-- Requisito a --
Copie integralmente o trecho do documento sobre o cenário político brasileiro.

-- Trecho do documento --
* * *
Nunca pensei que fosse necessário escrever um texto como este. Tal é a complexidade do cenário político brasileiro atual que o passado é reinterpretado a golpe de frases feitas sem parâmetros analíticos e, o que mais preocupa, sem a mínima responsabilidade crítica. Nesse duelo entre falas absurdas e acefalias coletivas, esvai-se liquidamente o pouco que resta de nossa experiência democrática, emergindo, nos momentos eleitorais, a necessidade de lançar as fichas políticas com responsabilidade, pois as chances estão em jogo e em risco na atual conjuntura.

Conversando em tom amigável com um “conselheiro Acácio” eleitor de Bolsonaro, fiquei espantado com sua veemente defesa em relação ao que chamou de “fenômeno esquerdista-hitlerista alemão”, para ele tão óbvio. Em suas palavras, seria Hitler, de fato, comunista e, para minha surpresa (ainda maior!), Carl Schmitt – jurista alemão crítico do liberalismo que consubstanciou juridicamente o regime nazista – seria outro “esquerdopata ditatorial”. Tonto por tantas novas acusações históricas e buscando elementos simples para contrapor a visão de mundo de meu interlocutor, interei-me de um material produzido pelo governo alemão que procurava esclarecer aos defensores desta jabuticaba teórica reacionária que o fenômeno nazista teria sido um movimento claramente de extrema-direita. Na visão deste conhecido pessoal, o 7 a 1 foi um evento racionalmente aceitável e um legado “educacional” ao povo brasileiro, mas que não venham os alemães nos ensinar o que foi o nazismo – cada um no seu quadrado.
* * *
-- Material da tarefa --
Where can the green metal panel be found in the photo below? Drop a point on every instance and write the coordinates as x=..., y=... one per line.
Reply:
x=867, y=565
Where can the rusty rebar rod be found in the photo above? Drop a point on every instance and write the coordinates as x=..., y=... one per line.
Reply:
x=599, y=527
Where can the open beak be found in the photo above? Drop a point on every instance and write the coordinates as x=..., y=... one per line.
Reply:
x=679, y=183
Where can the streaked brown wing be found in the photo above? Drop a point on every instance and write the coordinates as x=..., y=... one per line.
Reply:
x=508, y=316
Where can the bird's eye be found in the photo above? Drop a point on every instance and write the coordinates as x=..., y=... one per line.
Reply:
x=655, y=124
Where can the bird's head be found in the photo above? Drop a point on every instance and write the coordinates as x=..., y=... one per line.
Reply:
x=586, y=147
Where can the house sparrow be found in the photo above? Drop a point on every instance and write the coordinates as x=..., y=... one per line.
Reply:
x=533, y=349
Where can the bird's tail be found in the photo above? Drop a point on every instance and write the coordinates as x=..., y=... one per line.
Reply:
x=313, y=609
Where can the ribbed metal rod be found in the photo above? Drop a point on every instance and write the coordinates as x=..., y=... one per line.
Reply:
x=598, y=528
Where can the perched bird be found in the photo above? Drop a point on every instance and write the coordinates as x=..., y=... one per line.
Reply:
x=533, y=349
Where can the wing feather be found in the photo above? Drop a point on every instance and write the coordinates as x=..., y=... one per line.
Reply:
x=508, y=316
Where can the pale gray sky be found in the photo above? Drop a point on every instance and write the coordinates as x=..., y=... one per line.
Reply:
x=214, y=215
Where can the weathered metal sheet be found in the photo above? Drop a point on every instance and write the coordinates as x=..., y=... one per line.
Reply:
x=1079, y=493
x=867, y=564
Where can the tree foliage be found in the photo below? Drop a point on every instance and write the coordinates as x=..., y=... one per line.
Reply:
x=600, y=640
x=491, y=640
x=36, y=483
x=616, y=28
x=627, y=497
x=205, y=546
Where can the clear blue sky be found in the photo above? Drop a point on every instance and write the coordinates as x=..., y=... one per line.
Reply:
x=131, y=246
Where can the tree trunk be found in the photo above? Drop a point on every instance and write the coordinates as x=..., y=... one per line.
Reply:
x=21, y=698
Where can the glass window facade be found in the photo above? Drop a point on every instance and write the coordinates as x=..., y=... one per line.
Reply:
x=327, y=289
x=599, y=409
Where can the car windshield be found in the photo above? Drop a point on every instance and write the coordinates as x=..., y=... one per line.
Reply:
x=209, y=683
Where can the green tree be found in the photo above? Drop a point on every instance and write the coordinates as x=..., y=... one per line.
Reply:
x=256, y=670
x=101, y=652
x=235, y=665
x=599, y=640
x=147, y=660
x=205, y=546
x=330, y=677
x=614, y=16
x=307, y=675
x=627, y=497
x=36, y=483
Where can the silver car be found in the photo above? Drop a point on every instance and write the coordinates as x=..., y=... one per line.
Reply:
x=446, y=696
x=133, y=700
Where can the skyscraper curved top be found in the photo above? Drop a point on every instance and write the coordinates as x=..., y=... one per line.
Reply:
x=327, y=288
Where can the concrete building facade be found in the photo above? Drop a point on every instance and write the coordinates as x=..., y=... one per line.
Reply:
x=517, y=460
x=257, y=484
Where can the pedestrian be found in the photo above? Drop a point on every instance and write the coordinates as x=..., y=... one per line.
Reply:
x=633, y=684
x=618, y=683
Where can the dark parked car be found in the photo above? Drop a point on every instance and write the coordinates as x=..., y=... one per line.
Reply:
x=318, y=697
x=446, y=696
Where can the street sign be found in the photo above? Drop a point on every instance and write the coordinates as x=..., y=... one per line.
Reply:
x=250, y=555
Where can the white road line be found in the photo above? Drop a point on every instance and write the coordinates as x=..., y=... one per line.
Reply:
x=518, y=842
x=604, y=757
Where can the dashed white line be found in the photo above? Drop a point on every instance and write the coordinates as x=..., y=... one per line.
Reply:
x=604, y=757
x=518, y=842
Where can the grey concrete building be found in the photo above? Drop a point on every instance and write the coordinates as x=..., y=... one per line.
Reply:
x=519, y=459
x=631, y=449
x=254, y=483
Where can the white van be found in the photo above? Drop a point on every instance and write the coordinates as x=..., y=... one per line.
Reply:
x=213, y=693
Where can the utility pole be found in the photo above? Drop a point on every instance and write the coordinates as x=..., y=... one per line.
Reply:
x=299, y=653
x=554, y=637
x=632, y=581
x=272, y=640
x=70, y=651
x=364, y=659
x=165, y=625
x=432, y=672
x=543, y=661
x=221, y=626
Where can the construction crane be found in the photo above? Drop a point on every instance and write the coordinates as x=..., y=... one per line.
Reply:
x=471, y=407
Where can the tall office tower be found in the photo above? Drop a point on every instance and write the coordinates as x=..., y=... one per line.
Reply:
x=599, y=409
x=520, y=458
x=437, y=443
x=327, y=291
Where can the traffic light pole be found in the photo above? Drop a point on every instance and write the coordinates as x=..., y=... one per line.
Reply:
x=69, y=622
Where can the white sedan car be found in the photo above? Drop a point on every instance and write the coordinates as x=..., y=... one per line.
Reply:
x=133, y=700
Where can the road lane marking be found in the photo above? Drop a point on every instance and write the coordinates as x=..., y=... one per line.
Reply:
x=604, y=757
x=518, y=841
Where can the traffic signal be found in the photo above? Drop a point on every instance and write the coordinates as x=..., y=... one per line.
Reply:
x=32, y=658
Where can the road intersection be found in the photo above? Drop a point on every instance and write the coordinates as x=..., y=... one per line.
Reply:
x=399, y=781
* * *
-- Requisito b --
Nos registros, parta da linha que contém "Where can the bird's tail" e vá até a que contém "x=598, y=528". Reescreva só essas linhas, substituindo "Drop a point" por "Place a marker" e mantendo todo o restante inalterado.

-- Resposta completa a --
Nunca pensei que fosse necessário escrever um texto como este. Tal é a complexidade do cenário político brasileiro atual que o passado é reinterpretado a golpe de frases feitas sem parâmetros analíticos e, o que mais preocupa, sem a mínima responsabilidade crítica. Nesse duelo entre falas absurdas e acefalias coletivas, esvai-se liquidamente o pouco que resta de nossa experiência democrática, emergindo, nos momentos eleitorais, a necessidade de lançar as fichas políticas com responsabilidade, pois as chances estão em jogo e em risco na atual conjuntura.

Conversando em tom amigável com um “conselheiro Acácio” eleitor de Bolsonaro, fiquei espantado com sua veemente defesa em relação ao que chamou de “fenômeno esquerdista-hitlerista alemão”, para ele tão óbvio. Em suas palavras, seria Hitler, de fato, comunista e, para minha surpresa (ainda maior!), Carl Schmitt – jurista alemão crítico do liberalismo que consubstanciou juridicamente o regime nazista – seria outro “esquerdopata ditatorial”. Tonto por tantas novas acusações históricas e buscando elementos simples para contrapor a visão de mundo de meu interlocutor, interei-me de um material produzido pelo governo alemão que procurava esclarecer aos defensores desta jabuticaba teórica reacionária que o fenômeno nazista teria sido um movimento claramente de extrema-direita. Na visão deste conhecido pessoal, o 7 a 1 foi um evento racionalmente aceitável e um legado “educacional” ao povo brasileiro, mas que não venham os alemães nos ensinar o que foi o nazismo – cada um no seu quadrado.

-- Resposta completa b --
Where can the bird's tail be found in the photo above? Place a marker on every instance and write the coordinates as x=..., y=... one per line.
Reply:
x=313, y=609
Where can the ribbed metal rod be found in the photo above? Place a marker on every instance and write the coordinates as x=..., y=... one per line.
Reply:
x=598, y=528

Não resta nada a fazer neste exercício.